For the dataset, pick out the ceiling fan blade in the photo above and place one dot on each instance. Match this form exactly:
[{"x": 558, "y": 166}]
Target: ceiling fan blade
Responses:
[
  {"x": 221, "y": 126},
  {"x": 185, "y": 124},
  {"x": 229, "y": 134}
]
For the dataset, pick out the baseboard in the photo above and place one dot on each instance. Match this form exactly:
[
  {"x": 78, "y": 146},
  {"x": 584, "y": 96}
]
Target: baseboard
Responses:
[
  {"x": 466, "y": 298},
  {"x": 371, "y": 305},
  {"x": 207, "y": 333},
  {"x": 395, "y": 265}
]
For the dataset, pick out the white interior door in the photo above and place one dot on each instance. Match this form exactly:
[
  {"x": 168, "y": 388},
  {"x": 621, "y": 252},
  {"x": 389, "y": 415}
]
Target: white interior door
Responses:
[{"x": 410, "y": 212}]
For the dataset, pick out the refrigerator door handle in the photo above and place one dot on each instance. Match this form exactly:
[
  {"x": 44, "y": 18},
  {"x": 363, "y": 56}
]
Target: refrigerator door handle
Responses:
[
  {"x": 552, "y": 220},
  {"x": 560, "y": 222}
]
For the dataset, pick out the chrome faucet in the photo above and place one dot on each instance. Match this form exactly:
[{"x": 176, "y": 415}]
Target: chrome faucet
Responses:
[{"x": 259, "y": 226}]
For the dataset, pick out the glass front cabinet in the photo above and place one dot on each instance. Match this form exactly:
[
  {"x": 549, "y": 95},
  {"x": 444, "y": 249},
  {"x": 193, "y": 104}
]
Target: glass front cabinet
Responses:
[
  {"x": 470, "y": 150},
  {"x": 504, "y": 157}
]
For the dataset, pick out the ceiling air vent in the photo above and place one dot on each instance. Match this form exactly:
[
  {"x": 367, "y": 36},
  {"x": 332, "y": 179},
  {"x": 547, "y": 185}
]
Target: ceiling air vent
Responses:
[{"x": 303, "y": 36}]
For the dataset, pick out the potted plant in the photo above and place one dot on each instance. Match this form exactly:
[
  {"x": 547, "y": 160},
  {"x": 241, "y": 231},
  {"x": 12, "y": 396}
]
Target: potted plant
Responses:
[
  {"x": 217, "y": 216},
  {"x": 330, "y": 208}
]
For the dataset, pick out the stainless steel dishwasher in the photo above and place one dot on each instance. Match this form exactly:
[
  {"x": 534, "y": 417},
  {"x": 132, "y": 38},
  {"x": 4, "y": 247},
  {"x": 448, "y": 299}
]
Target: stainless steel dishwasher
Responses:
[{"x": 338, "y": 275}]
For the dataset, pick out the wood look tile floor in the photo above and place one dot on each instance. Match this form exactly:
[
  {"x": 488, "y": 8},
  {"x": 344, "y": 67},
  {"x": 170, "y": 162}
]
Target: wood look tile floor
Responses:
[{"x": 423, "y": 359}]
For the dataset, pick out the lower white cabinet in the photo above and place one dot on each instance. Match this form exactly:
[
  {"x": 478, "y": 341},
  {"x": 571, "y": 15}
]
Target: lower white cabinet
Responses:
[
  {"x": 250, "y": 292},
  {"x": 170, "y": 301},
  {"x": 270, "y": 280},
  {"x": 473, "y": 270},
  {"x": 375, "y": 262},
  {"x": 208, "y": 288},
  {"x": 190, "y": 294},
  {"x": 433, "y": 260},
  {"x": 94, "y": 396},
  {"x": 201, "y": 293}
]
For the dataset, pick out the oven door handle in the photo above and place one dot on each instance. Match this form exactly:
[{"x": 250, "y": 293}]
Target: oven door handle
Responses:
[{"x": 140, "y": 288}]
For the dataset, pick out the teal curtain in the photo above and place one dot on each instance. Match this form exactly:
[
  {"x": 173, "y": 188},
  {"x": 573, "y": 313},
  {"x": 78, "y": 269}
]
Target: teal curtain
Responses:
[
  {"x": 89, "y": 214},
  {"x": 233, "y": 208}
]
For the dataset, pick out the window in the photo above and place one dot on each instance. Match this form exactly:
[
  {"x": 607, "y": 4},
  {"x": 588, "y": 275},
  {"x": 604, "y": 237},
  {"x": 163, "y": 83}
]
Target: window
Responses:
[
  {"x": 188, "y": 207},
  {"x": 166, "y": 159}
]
——————
▸ Problem requirements: Word for word, restate the entries that appear above.

▸ Task answer:
For the dataset, pick out the ceiling fan blade in the photo above and place one dot on each instance. Match this form exactly:
[{"x": 558, "y": 166}]
Target: ceiling fan blade
Responses:
[
  {"x": 221, "y": 126},
  {"x": 185, "y": 124},
  {"x": 229, "y": 134}
]
For the dataset, pick out the baseboard in the photo above and place one dot on each instance. Match this form exactly:
[
  {"x": 78, "y": 146},
  {"x": 584, "y": 96}
]
Target: baseboard
Responses:
[
  {"x": 466, "y": 298},
  {"x": 371, "y": 305},
  {"x": 207, "y": 333},
  {"x": 395, "y": 265}
]
For the dataset, pick out the white interior door in the photo above and place one dot on each instance. Match this form exactly:
[
  {"x": 168, "y": 388},
  {"x": 621, "y": 252},
  {"x": 389, "y": 415}
]
Target: white interior door
Responses:
[{"x": 410, "y": 212}]
For the dataset, pick out the refrigerator door handle in the photo above and place one dot on each instance. Match this form exactly:
[
  {"x": 44, "y": 18},
  {"x": 363, "y": 56}
]
Target: refrigerator door handle
Responses:
[
  {"x": 552, "y": 220},
  {"x": 560, "y": 222}
]
For the dataset, pick out the chrome faucet in the photo above and place one dot on each instance. Match this form exactly:
[{"x": 176, "y": 415}]
Target: chrome faucet
Responses:
[{"x": 259, "y": 226}]
For the dataset, pick out the glass front cabinet in the photo above and place one dot on each instance. Match this form exactly:
[
  {"x": 549, "y": 95},
  {"x": 444, "y": 249},
  {"x": 193, "y": 104}
]
Target: glass front cabinet
Responses:
[
  {"x": 470, "y": 150},
  {"x": 504, "y": 157}
]
For the dataset, pick out the ceiling air vent in the photo above and place one dot on each instance. Match this form exactly:
[
  {"x": 367, "y": 36},
  {"x": 332, "y": 179},
  {"x": 547, "y": 185}
]
Target: ceiling air vent
Responses:
[{"x": 303, "y": 36}]
For the dataset, pick out the potted plant in the photo above and place one dot on each instance. Match this form exactly:
[
  {"x": 547, "y": 160},
  {"x": 241, "y": 231},
  {"x": 12, "y": 396}
]
Target: potted plant
Responses:
[
  {"x": 217, "y": 216},
  {"x": 330, "y": 208}
]
For the dataset, pick out the stainless steel dishwasher in the photo above and place one dot on each instance. Match this form exactly:
[
  {"x": 534, "y": 417},
  {"x": 132, "y": 38},
  {"x": 4, "y": 247},
  {"x": 448, "y": 299}
]
Target: stainless steel dishwasher
Responses:
[{"x": 338, "y": 275}]
For the dataset, pick out the wood look tile floor in the photo above and place one dot on each instance. Match this form exactly:
[
  {"x": 488, "y": 8},
  {"x": 344, "y": 67},
  {"x": 170, "y": 162}
]
Target: wood look tile floor
Responses:
[{"x": 423, "y": 359}]
For the dataset, pick out the lower white cabinet in the photo above and place one dot on each instance. Match this form exactly:
[
  {"x": 478, "y": 341},
  {"x": 571, "y": 15}
]
Target: lower white cabinet
Responses:
[
  {"x": 250, "y": 292},
  {"x": 170, "y": 301},
  {"x": 270, "y": 280},
  {"x": 473, "y": 270},
  {"x": 375, "y": 262},
  {"x": 208, "y": 288},
  {"x": 190, "y": 294},
  {"x": 433, "y": 260},
  {"x": 94, "y": 396},
  {"x": 201, "y": 293}
]
For the dataset, pick out the oven door handle in the photo above and place one dot on each instance. Match this form exactly:
[{"x": 250, "y": 293}]
Target: oven door handle
Responses:
[{"x": 140, "y": 288}]
For the dataset, pick out the teal curtain in the photo above and place one dot on each instance. Match this form exactly:
[
  {"x": 173, "y": 188},
  {"x": 573, "y": 313},
  {"x": 78, "y": 269}
]
Target: teal curtain
Responses:
[
  {"x": 89, "y": 214},
  {"x": 233, "y": 208}
]
For the dataset, pick out the window in the photo above and place one dot on each instance. Match this form exactly:
[
  {"x": 607, "y": 4},
  {"x": 588, "y": 275},
  {"x": 604, "y": 237},
  {"x": 163, "y": 83}
]
Target: window
Responses:
[
  {"x": 188, "y": 207},
  {"x": 166, "y": 159}
]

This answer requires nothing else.